**DOCUMENT EXCERPT:**
--- START ---
Diego Garcia is the largest of 55 islands split off by the United Kingdom from its Seychelles and Mauritius colonies to create the British Indian Ocean Territory in 1965. Devised exclusively for military use, the BIOT has been the key US strategic outpost in the Indian Ocean since 1966. Shuttering civilian industry and removing Diego Garcia’s original inhabitants paved the way for initial construction of British-US military facilities in 1967. These facilities were used to great effect in tracking the Soviet navy throughout the Cold War, although it was India’s request for American support against China in the 1962 Sino-Indian War that drove Amercia’s initial request for access to the archipelago. The Chagossian population was given the option to resettle in Mauritius or Seychelles. Some were able to relocate to the UK. This unceremonious exile went largely unremarked at the time – to most, it was a small subplot in the high drama of the Cold War. But not to Mauritius, nor to the Chagossians.
Diego Garcia became a critical node of American expeditionary warfare in Afghanistan and Iraq. It remains an invaluable operating location in a region with few permanent American bases. But rules and values are now at the centre of intensifying competition between Washington and Beijing. While the US claims the Chinese Communist Party is seeking to overturn the rules-based order, it has done so in the face of Mauritius’ calls for restoration of its territory and near-universal rejection of British claims upon the archipelago.

Attempts to justify a continuation of British control of the Chagos Islands look like destroying the rules-based order in order to save it, and reinforce China’s vision of world in which the weak suffer what they must.

Mauritius has the law on its side. A prolonged campaign by Mauritius to confront the UK over the status of the Chagos Islands was finally addressed by the International Court of Justice in 2019. In a stunning rebuke, the court handed down an advisory opinion which stated that Britain’s claim to the archipelago was illegitimate and that its retention of the archipelago constituted a failure to fully decolonise. A subsequent non-binding UN General Assembly resolution, passed by an overwhelming majority, demanded that the UK withdraw its “colonial administration” from the islands by the end of 2019. In 2021, the International Tribunal for the Law of the Sea (ITLOS) added its own confirmation of Mauritius’ sovereignty over the Chagos Archipelago, and criticised the UK’s failure to comply with the 2019 UN resolution.

The US is not inclined to abandon its strategic foothold in the Indian Ocean, nor is the UK’s Conservative government prepared to relinquish its claims to this colonial holdover. Both fear the potential consequences of ceding control, being subject to the whims of a state that might evict them from their unsinkable aircraft carrier. Admittedly, returning the islands creates risk – sovereignty trumps lease rights. A future Mauritian government might be less welcoming of the US and could revoke the lease. The US would also likely be forced to negotiate for benefits that it currently enjoys.
--- END ---
**DATA:**
--- START ---
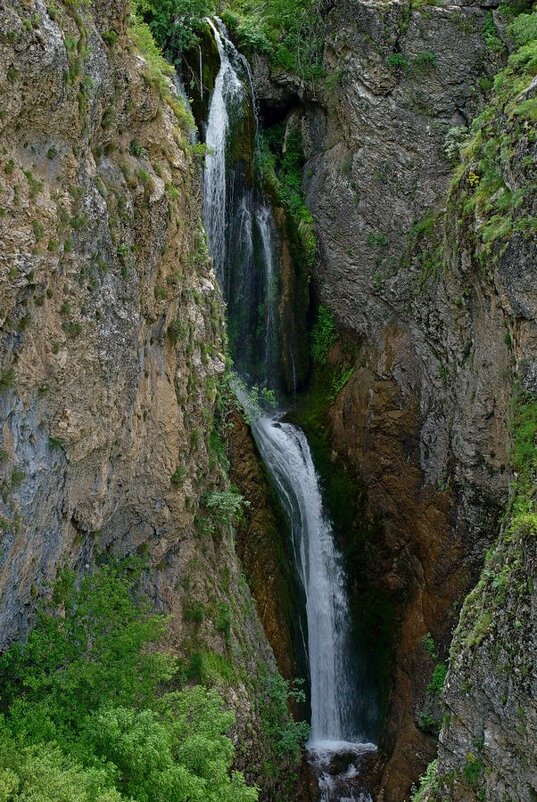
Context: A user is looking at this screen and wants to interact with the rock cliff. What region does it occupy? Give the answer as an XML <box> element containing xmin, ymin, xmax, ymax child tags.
<box><xmin>252</xmin><ymin>0</ymin><xmax>537</xmax><ymax>802</ymax></box>
<box><xmin>0</xmin><ymin>0</ymin><xmax>284</xmax><ymax>787</ymax></box>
--- END ---
**PROBLEM TO SOLVE:** According to the Chagos Islands passage, which body confirmed Mauritius' sovereignty over the Chagos Archipelago in 2021? Answer using only the Chagos Islands passage.

**PROBLEM SOLUTION:** The International Tribunal for the Law of the Sea (ITLOS).